What is needed → Could you quote all of the data below word for word, leaving out the pictures?

Dataset items →
/---

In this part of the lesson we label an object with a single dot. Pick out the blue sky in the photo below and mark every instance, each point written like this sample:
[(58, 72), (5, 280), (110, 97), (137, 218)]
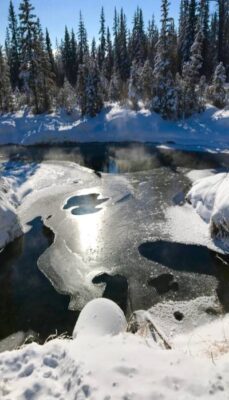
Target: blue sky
[(55, 14)]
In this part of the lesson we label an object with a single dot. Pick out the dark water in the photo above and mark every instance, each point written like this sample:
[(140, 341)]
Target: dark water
[(191, 259), (85, 204), (28, 301), (113, 157)]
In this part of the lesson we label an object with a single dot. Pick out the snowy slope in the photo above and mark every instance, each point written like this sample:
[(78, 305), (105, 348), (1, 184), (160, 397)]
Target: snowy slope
[(210, 197), (122, 366), (116, 124)]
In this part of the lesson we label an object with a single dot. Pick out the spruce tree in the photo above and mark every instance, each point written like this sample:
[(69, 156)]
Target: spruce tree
[(191, 76), (6, 99), (102, 40), (109, 61), (122, 62), (93, 49), (134, 88), (183, 48), (82, 86), (13, 47), (114, 93), (94, 99), (203, 17), (44, 78), (82, 41), (138, 39), (146, 82), (50, 53), (165, 98), (152, 39), (217, 92)]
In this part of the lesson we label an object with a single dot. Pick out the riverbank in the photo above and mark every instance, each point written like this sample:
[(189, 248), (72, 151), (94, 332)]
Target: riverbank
[(123, 366), (207, 131)]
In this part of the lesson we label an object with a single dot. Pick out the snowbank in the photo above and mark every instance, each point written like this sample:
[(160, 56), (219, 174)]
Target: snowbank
[(206, 131), (210, 197), (124, 366), (9, 224)]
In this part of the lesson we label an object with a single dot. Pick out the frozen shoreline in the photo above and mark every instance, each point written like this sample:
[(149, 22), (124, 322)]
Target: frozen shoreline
[(112, 365), (203, 132)]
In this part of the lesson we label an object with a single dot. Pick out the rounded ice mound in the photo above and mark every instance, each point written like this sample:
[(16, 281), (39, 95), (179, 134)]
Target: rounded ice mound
[(100, 317)]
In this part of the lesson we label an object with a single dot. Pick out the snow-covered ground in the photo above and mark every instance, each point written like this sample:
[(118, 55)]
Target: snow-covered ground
[(210, 197), (207, 131), (113, 365)]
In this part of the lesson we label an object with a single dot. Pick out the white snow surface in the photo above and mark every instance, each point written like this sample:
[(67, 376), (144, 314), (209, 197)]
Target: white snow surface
[(206, 131), (124, 366), (210, 197), (107, 317)]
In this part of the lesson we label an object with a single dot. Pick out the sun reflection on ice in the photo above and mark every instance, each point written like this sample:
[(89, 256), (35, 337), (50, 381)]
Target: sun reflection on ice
[(89, 229), (87, 210)]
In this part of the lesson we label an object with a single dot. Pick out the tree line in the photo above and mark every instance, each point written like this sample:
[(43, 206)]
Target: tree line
[(173, 70)]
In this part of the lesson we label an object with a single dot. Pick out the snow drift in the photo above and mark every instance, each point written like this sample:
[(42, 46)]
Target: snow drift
[(210, 197), (123, 366)]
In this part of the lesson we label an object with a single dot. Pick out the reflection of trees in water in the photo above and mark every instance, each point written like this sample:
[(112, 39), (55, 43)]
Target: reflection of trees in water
[(28, 301)]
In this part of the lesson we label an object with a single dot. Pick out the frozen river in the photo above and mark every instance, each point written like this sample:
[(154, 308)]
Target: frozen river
[(103, 230)]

\---

Answer for the task →
In this part of the lesson we label an object with a single dot. Pick out the blue sky in the photo below and mark every instance, each point written like this sample:
[(58, 72), (5, 280), (110, 97), (137, 218)]
Target: blue sky
[(55, 14)]
In this part of the lesson we label an object with a single dot. Pick out the dark water in the photo above and mark every instance, each point written like this sample:
[(140, 341)]
Target: dark water
[(191, 259), (85, 204), (28, 301), (113, 157)]
In this part of the lesson we label an object with a single dot. Pick out the snowy slope in the photo above and mark every instance, each point written like this sample:
[(78, 305), (105, 348), (1, 184), (160, 397)]
Target: snowy slope
[(210, 197), (122, 366), (116, 124)]
In this part of the lesson we label an object with a single dot. Pick out the spruce tree in the photo above and mark every instance, each point written like this sample:
[(69, 156)]
Target: spruce tree
[(191, 76), (6, 99), (102, 40), (109, 61), (122, 62), (93, 49), (134, 88), (183, 48), (82, 86), (13, 47), (114, 93), (94, 99), (203, 17), (44, 78), (82, 41), (138, 39), (146, 82), (50, 53), (165, 98), (152, 39), (217, 92)]
In this part of the lesson we label an object with a single dot. Pick out the riverbank in the photo above and mark every instance, each point written like this sample:
[(189, 248), (72, 151), (94, 332)]
Target: riverbank
[(123, 366), (207, 131)]
In this part of the lesson we label an object with a single dot. Pick out the snowbank in the photo above and mark every instance, each point written like this sample:
[(160, 56), (219, 174)]
Target: snowbank
[(206, 131), (210, 197), (124, 366), (9, 224)]
In this part of the lesson we label an object with a single dot. Pick out the frozen shoreline in the photo above and mark every instance, each point written like this sample:
[(149, 22), (124, 322)]
Target: frozen shoreline
[(112, 365), (203, 132)]
In this part of the lesson we label an object with a single dot. Pick out the rounded ice mound in the photo above and mark every instance, each point written like this sample:
[(16, 281), (39, 95), (179, 134)]
Target: rounded ice mound
[(100, 317)]
In this part of the lesson we label an object with a single dot. Pick out the snow-covered ground in the photo above and mark every instance, each point written like this sample:
[(118, 55)]
Target: snow-covered ground
[(210, 197), (207, 131), (113, 365)]
In this part of the lesson we label an object with a single dot. Pick out the white snow surface in the photo above and mark every instance, each point written like this sample:
[(67, 376), (144, 314), (209, 197)]
Target: white snow surface
[(206, 131), (124, 366), (210, 197), (107, 317)]
In this part of the lesson we label an object with a single dot. Pick out the sun reflection on ice in the photo above and mark every instance, each point written like this sample:
[(89, 256), (35, 337), (50, 381)]
Target: sun reflection on ice
[(89, 229), (87, 210)]
In this part of the lesson we label an object with a single dot. Pick out the tree line in the photo above and mark every instance, each point written like this sample:
[(43, 206)]
Target: tree line
[(173, 70)]
In this part of the lesson we label an object with a single dot. Pick out the snow drift in the photo above and mark every instance, each point written like this sample:
[(42, 46)]
Target: snow drift
[(210, 197), (123, 366)]
In this part of the lesson we label an object with a single dot. Pick out the reflection of trees in water in the photo above and mark every instance, each point written like this sample:
[(112, 39), (55, 43)]
Target: reflection of trees in water
[(28, 301)]
In this part of the lesson we label an object with a single dot. Pick out the frozen river in the photo above and mark every instance, each point written like this sample:
[(154, 308)]
Target: frozen river
[(103, 230)]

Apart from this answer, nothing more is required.